(WHAT YOU NEED TO DO) Across the listing below, count every line where the string "roof" appears, then give only the count.

(INPUT RECORDS)
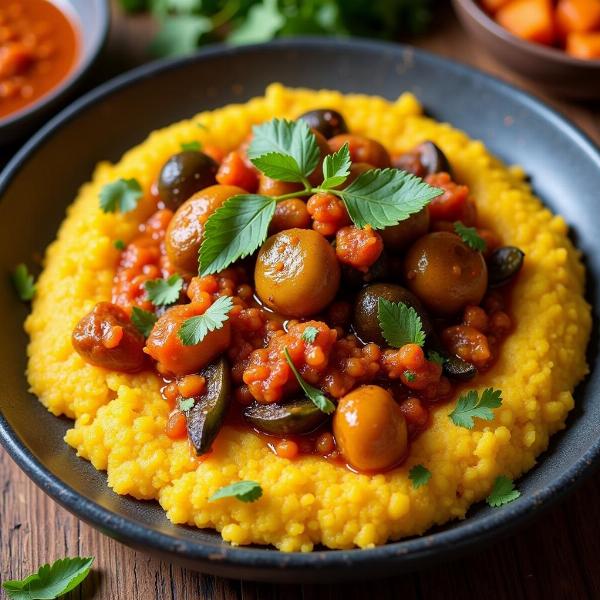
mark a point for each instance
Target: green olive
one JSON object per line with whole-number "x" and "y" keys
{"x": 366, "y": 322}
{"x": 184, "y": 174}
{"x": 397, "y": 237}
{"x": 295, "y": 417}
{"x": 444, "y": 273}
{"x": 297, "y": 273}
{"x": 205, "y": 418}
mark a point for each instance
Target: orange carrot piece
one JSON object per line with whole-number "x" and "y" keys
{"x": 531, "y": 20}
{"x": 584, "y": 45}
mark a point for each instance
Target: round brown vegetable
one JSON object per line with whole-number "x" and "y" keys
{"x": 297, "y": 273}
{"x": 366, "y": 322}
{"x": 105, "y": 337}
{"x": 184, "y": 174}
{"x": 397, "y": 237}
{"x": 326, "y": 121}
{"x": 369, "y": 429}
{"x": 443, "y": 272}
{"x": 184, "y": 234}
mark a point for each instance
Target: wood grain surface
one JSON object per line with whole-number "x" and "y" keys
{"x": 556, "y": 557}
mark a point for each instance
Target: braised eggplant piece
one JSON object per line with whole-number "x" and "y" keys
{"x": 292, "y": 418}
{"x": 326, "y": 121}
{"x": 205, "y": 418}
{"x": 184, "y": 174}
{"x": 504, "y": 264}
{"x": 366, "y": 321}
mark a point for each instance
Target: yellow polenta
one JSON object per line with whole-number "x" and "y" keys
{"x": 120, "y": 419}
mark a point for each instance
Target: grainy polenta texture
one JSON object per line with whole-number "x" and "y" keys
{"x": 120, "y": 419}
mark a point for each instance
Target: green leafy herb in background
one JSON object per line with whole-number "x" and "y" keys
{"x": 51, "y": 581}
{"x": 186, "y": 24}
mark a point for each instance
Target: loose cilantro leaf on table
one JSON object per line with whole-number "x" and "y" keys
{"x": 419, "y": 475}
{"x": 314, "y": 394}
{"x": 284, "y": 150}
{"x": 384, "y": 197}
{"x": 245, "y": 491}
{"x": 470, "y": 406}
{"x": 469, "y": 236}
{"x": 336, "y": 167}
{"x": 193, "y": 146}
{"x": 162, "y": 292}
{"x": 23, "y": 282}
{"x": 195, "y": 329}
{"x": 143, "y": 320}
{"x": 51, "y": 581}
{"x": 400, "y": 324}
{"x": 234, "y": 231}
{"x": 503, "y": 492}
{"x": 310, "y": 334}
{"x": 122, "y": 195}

--

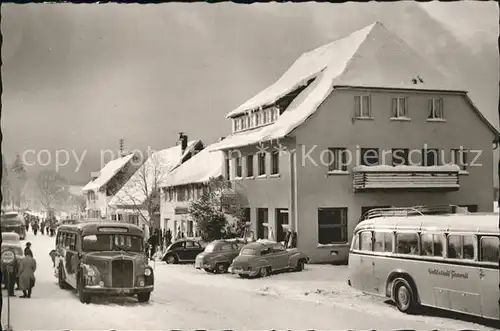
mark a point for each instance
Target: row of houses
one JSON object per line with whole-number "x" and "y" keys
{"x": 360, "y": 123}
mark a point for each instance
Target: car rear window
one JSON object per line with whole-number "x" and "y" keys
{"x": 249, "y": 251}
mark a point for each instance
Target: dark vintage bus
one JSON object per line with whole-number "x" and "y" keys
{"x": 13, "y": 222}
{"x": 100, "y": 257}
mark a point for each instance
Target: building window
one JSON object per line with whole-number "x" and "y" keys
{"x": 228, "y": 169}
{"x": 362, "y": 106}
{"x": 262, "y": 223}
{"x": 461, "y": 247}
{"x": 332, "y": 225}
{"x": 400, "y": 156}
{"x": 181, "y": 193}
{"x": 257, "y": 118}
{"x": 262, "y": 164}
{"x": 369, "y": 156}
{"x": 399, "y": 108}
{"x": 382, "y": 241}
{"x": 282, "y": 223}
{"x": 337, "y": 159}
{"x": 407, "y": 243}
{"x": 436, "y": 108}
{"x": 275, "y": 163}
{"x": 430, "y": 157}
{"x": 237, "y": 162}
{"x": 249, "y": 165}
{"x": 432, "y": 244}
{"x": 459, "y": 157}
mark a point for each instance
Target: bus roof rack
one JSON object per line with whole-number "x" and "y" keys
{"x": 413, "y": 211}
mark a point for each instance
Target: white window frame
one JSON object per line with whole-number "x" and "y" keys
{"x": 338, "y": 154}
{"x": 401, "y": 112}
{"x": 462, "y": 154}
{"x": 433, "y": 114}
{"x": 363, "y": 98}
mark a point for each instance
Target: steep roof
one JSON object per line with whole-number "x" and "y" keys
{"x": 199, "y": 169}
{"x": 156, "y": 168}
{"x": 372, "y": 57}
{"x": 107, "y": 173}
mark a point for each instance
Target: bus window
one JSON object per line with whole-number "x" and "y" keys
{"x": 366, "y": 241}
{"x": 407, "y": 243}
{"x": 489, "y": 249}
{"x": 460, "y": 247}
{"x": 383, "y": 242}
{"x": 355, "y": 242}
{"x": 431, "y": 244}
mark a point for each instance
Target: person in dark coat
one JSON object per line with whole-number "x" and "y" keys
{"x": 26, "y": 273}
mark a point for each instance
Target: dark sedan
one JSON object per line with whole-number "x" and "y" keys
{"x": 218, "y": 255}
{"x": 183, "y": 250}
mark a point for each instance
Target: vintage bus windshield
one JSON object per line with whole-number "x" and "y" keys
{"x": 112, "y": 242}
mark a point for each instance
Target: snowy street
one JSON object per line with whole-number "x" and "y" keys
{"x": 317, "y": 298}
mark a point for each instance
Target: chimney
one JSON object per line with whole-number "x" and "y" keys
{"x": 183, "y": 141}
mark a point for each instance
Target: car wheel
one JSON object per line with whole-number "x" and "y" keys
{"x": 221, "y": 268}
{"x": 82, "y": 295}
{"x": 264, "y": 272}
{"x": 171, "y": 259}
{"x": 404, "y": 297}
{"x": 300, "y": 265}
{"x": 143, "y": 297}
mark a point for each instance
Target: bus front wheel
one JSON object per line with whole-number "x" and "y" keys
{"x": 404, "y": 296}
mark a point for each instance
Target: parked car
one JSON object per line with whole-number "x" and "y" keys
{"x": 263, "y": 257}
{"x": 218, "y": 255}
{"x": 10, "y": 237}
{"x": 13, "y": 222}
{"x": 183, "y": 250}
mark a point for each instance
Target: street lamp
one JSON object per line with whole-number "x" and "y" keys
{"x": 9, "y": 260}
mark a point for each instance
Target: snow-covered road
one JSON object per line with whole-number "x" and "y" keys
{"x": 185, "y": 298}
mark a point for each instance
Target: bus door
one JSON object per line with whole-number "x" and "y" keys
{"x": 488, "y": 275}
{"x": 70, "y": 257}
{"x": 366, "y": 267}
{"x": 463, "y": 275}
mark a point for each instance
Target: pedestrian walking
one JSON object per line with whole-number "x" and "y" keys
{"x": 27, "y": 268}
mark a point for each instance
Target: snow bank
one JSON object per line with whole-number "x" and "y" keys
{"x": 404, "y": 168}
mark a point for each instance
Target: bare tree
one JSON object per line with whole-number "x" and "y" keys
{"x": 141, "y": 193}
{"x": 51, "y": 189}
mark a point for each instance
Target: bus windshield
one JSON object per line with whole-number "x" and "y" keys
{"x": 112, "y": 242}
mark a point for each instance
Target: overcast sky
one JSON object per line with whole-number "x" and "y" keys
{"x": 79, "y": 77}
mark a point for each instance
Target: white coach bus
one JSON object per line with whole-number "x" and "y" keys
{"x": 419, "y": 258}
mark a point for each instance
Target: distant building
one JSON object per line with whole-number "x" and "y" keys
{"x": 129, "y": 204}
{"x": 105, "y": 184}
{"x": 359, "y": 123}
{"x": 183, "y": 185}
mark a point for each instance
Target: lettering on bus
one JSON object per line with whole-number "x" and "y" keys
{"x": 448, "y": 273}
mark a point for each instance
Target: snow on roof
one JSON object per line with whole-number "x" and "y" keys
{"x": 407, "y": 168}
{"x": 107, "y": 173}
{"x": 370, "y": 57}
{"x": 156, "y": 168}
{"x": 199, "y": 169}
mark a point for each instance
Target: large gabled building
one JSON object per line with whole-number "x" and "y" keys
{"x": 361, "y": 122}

(OUTPUT FOR THIS EXERCISE) 3